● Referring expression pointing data
'''

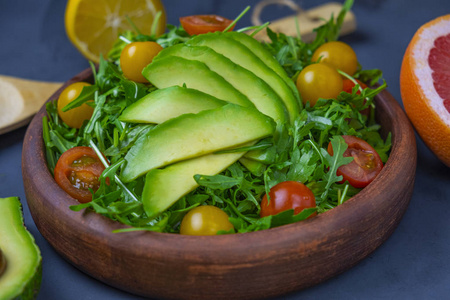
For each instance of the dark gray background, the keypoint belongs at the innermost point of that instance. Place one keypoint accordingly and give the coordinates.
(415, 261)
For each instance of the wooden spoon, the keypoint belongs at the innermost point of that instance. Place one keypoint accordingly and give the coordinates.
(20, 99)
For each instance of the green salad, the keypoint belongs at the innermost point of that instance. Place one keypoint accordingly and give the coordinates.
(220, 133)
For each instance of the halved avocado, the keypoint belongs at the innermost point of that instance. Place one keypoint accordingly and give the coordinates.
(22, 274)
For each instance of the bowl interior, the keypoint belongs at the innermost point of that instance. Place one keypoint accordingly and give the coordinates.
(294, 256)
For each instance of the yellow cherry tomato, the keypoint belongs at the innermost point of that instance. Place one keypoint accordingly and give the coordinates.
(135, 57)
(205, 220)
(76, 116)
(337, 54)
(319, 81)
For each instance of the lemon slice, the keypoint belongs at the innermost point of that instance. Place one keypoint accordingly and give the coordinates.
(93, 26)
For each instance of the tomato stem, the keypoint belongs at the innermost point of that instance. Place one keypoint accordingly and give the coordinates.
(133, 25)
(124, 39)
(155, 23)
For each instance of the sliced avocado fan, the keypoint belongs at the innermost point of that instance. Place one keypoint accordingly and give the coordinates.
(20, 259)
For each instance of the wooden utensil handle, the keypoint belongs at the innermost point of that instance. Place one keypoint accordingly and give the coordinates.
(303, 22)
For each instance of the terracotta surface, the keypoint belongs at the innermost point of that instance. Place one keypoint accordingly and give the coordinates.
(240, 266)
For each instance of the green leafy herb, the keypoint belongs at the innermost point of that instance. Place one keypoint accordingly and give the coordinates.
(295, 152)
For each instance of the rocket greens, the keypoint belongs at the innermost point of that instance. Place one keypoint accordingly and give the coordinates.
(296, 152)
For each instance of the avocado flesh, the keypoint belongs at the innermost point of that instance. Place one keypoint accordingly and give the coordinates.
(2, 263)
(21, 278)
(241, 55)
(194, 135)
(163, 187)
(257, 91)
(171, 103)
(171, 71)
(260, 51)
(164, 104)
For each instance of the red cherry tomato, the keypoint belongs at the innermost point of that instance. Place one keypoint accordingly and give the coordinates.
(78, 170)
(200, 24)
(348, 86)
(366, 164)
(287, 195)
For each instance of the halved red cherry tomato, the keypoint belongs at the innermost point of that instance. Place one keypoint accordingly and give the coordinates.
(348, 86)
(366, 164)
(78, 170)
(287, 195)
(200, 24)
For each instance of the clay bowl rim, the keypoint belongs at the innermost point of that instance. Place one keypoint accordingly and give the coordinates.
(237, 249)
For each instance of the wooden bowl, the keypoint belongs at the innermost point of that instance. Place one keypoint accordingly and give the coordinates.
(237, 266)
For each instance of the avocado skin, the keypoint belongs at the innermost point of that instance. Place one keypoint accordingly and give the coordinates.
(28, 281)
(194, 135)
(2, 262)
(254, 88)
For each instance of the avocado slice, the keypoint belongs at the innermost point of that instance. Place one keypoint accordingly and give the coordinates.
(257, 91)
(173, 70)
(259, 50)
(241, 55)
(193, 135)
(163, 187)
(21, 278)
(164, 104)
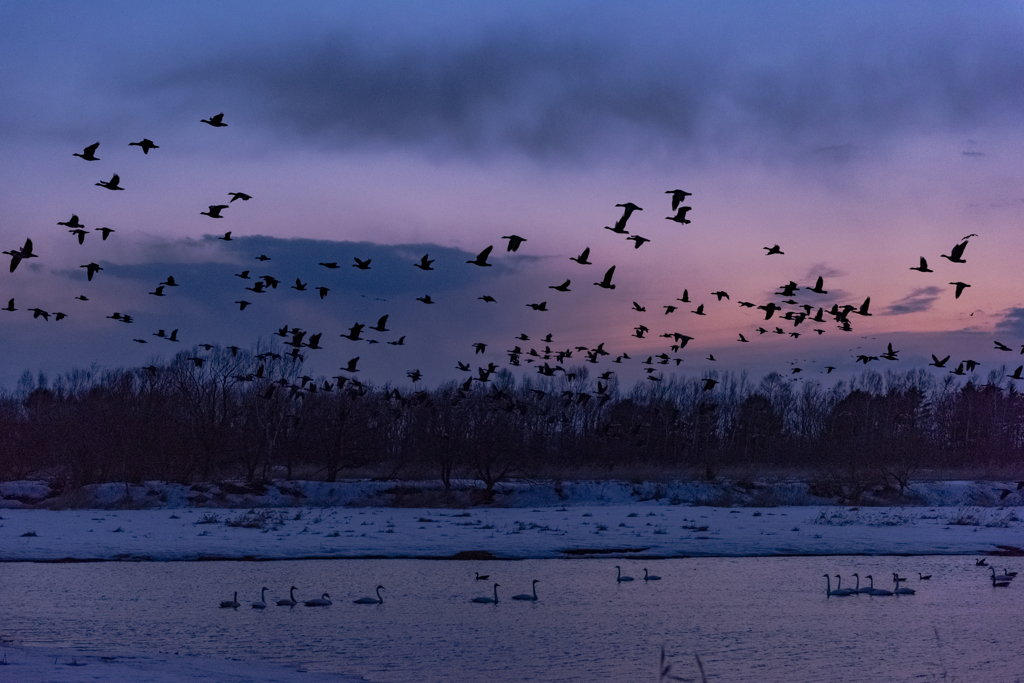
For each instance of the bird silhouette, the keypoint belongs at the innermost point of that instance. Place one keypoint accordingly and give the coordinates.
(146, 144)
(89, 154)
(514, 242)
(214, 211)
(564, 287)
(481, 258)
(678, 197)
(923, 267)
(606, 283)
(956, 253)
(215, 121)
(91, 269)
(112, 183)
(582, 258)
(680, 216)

'''

● EXERCISE INSTRUCTIONS
Apart from the pictures, all of the data should be repeated exactly.

● THE ANSWER
For each instance of the dark gray background, the keypoint belongs at the innermost point of that instance. Place one keypoint accordingly and give the coordinates.
(415, 261)
For each instance of the wooden spoon, the keypoint belongs at the innermost point of that instance. Place one keypoint accordingly and give the coordinates.
(20, 99)
For each instance of the green salad, the keypoint belongs at the innermost point of that instance. Place one keypoint accordingly and give the coordinates.
(220, 133)
For each instance of the halved avocado, the keypoint belongs at the innermost point of that instance. Place one keypoint accordingly and give the coordinates.
(22, 274)
For each instance of the bowl interior, the keypoint belongs at the innermost point of that instance. Place one keypoint accordingly and give the coordinates.
(294, 256)
For each instance of the yellow cherry tomato, the keypoint belongs at the innermost point of that instance. Place one keypoint accordingly and give the coordinates.
(135, 57)
(205, 220)
(76, 116)
(337, 54)
(319, 81)
For each instance of the lemon slice, the keypoint belongs at the innermost point of that instance. Place one keypoint accordingly and give the coordinates.
(93, 26)
For each instance of the tomato stem, the keypoint belongs at the innermost point of that instance. Place one keypoint accordingly and give the coordinates.
(133, 25)
(124, 39)
(155, 23)
For each instance of the sliced avocado fan, the keypoint belongs at the innermost point of that instance. Place one keypoint accordingly and give the coordinates.
(20, 259)
For each instance of the wooden utensil handle, the keypoint belongs at the innermost point of that instance. Place one keypoint accordingly and give the coordinates.
(303, 22)
For each instance of the terracotta surface, the keypoint belongs at the innermost point of that instance. Place one keypoint accordingly and give the coordinates.
(240, 266)
For each instance of the green leafy herb, the keypoint belongs at the innermost point of that instance. Place one keypoint accordingly and give the coordinates.
(295, 152)
For each instance of the rocket greens, the keypoint belongs at the innermost point of that instance. Place one keypoint accordingly and give the coordinates.
(296, 152)
For each instance of the avocado flesh, the keypoint belongs at the innermost point of that instance. Place one keypoint accordingly and give the coordinates.
(2, 263)
(21, 278)
(241, 55)
(194, 135)
(163, 187)
(257, 91)
(171, 103)
(171, 71)
(260, 51)
(164, 104)
For each instance of the red cherry tomato, the keypoint belongs at the innermost point of that instance. Place one keypoint accordingly and give the coordinates.
(78, 170)
(200, 24)
(348, 86)
(366, 164)
(287, 195)
For each instance of the halved red cherry tomato, the keypoint belongs at the innermost point of that instance. Place one keypoint accordingly and give the coordinates.
(348, 86)
(366, 164)
(78, 170)
(287, 195)
(200, 24)
For each instance of the clay bowl rim, the keypoint belongs at the innermost point of that instance. Place one keypoint accordingly and give the coordinates.
(237, 249)
For each instance of the wooden bowl, the keypoint belongs at the innermost point of that instance. Place one keypoint accordingly and give the coordinates.
(237, 266)
For each instance of the avocado skin, the keypoint belongs at the innermost point of that instance. Place one keypoint accordingly and give the coordinates.
(28, 281)
(194, 135)
(2, 262)
(254, 88)
For each instance of the avocado slice, the keypoint belongs at the innermost point of that instance. Place one keypoint accordingly and give the coordinates.
(257, 91)
(173, 70)
(259, 50)
(241, 55)
(193, 135)
(163, 187)
(21, 278)
(164, 104)
For each instance of the bird silhouette, the keypoint belongs at the innermost point of that instance. Place one keypoint accordingly and give the coordinates.
(146, 144)
(89, 154)
(514, 242)
(214, 211)
(564, 287)
(481, 258)
(678, 197)
(923, 267)
(606, 283)
(956, 253)
(215, 121)
(91, 269)
(112, 183)
(582, 258)
(680, 216)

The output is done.